● **Document excerpt**
******

Posts Tagged ‘Highstreet

09
Jun
08

Recession Dressin = Geox Shoes

So, my BBC news worthy fashion observation of the week… The usual press freebies (that are rarely directed at me but often at my bosses) are very thin on the ground at the moment. This is bad because anything they reject I get first dibs on. I show no shame; I’m in like Flin. Like a rabid dog foaming at the mouth. Imagine Smeagol and the “precious” and you get the idea. Anyway, the freebies seriously, very thin on the ground. I’m talking anorexic thin. I’m concerned. Is this what they mean when they talk about recession?! Fuck the mortgage crisis and the starving people around the world. What about ME! I need stuff that I don’t yet know I need!

So, as the pickings at work are slim, I was seduced by a store opening invite that promised a free pair of shoes (of my choice) on attendance.

9:30 last Thursday, I roll up to the new Geox in Covent Garden London. Polite chit chat is made with the PR girls and my peers. They’re smiling. I’m smiling. They’re laughing. I’m laughing. They’re not eating. I’m eating. All the while my eyes are darting around the room like a crack head looking for my next pipe and I’m screaming on the inside “JUST GIVE ME MY SHOES. I KNOW WHAT I WANT. I CHECKED THE WEBSITE BEFORE I ARRIVED! GIMMIE GIMMIE GIMMIE!”. Fashion really does bring out the very best in people.

1 hour, 3 muffins, 2 bottles of water, 1 full bladder and a VERY long speech about rubber soles with holes in them later I have my prize. These:


Can my shitty old ballet pumps feel me now?!

I’ve been hankering for some loafers / boat type shoes for a while but I have held off in favour of topping up my ISA (people never warn you about how boring being a grown up actually is, do they?). First and foremost, I was attracted to the colour. That dull bronze is very trans-seasonal (and metallic NEVER seems to go out of fashion). I find that black can look harsh in the summer, whereas this colour compliments all seasons’ palettes. First pro: Longevity. Check!

******

(Dataset records)
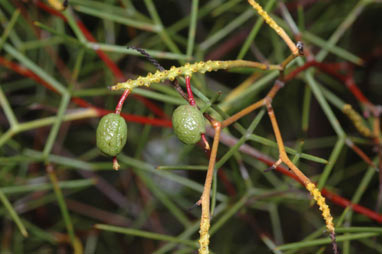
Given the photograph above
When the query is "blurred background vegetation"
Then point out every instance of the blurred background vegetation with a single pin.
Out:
(60, 195)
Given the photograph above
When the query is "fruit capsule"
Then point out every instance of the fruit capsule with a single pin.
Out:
(111, 134)
(188, 123)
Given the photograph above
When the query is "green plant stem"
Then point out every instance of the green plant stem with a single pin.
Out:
(13, 214)
(192, 29)
(145, 234)
(9, 27)
(61, 203)
(256, 28)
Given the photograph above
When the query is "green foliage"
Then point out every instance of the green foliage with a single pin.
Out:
(111, 134)
(145, 207)
(188, 123)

******

● **Problem A**
Write out the part of the Geox shoes blog post running from "So, as the pickings" down to "best in people.".
● **Problem B**
Continue the Geox shoes blog post from the point at which it stops.
The listing was taken from a separate source and is unrelated to the blog post.

● **Task result A**
So, as the pickings at work are slim, I was seduced by a store opening invite that promised a free pair of shoes (of my choice) on attendance.

9:30 last Thursday, I roll up to the new Geox in Covent Garden London. Polite chit chat is made with the PR girls and my peers. They’re smiling. I’m smiling. They’re laughing. I’m laughing. They’re not eating. I’m eating. All the while my eyes are darting around the room like a crack head looking for my next pipe and I’m screaming on the inside “JUST GIVE ME MY SHOES. I KNOW WHAT I WANT. I CHECKED THE WEBSITE BEFORE I ARRIVED! GIMMIE GIMMIE GIMMIE!”. Fashion really does bring out the very best in people.

● **Task result B**
I’m picturing these shoes in all sorts of combinations. In the summer with girly dresses, bare silky legs, manish blazers, long but delicate jewellery. The billowing breeze flowing through my hair not unlike a shampoo advert. Small animals following me, helping me with my tasks at work and bursting into song. A sorta post-modern ironic Cinderella if you will. And when the weather cools, I’m going to work them with slim jeans with narrow turn-ups, a crisp clean shirt and a tailored jacket. My hair will be sleek and chic. Children will cower and shy away from me. This look will be all about being rich and badass and driving a 4 x 4. Second pro: Versatility. Check!

Now, having spent the best part of a weekend wearing said loafers in a combination of the above looks I can confirm that these shoes can also be likened to slippers. I could happily run around in them all day and night. No rubbing, blisters or pinching to report. My only criticism would be (and it is very small) that they do very little to support the ankle. I’m quite unsteady on my paws generally so I have almost gone over on my ankle twice whilst wearing them. That could be down to my own clumsiness rather than the shoes though so I ain’t going to hold this against them. This leads me nicely to my final pro: Practicality. Check!

The big question remains though. If I had to buy these shoes with my own £65 worth of cold hard cash, earned with blood, sweat and tears, would I? If you’d have asked me on Wednesday I’d have said no. They’re just Loafers, right? Cheaper pairs can be found easily. However, having had them in my possession for a weekend, I am starting to wonder how my wardrobe ever worked without them. The technology in the sole that stops sweaty feet and keeps out rain water means they are suitable to wear for most of the year, they work with almost all of the looks I like to rock, and perhaps best of all, they do not hurt my feet at all. No painful wearing in to be endured. In fact, I’m so enamoured that I’m thinking about using some of that ISA money to do my bit to end the recession and buy a pair in pink…

Edith.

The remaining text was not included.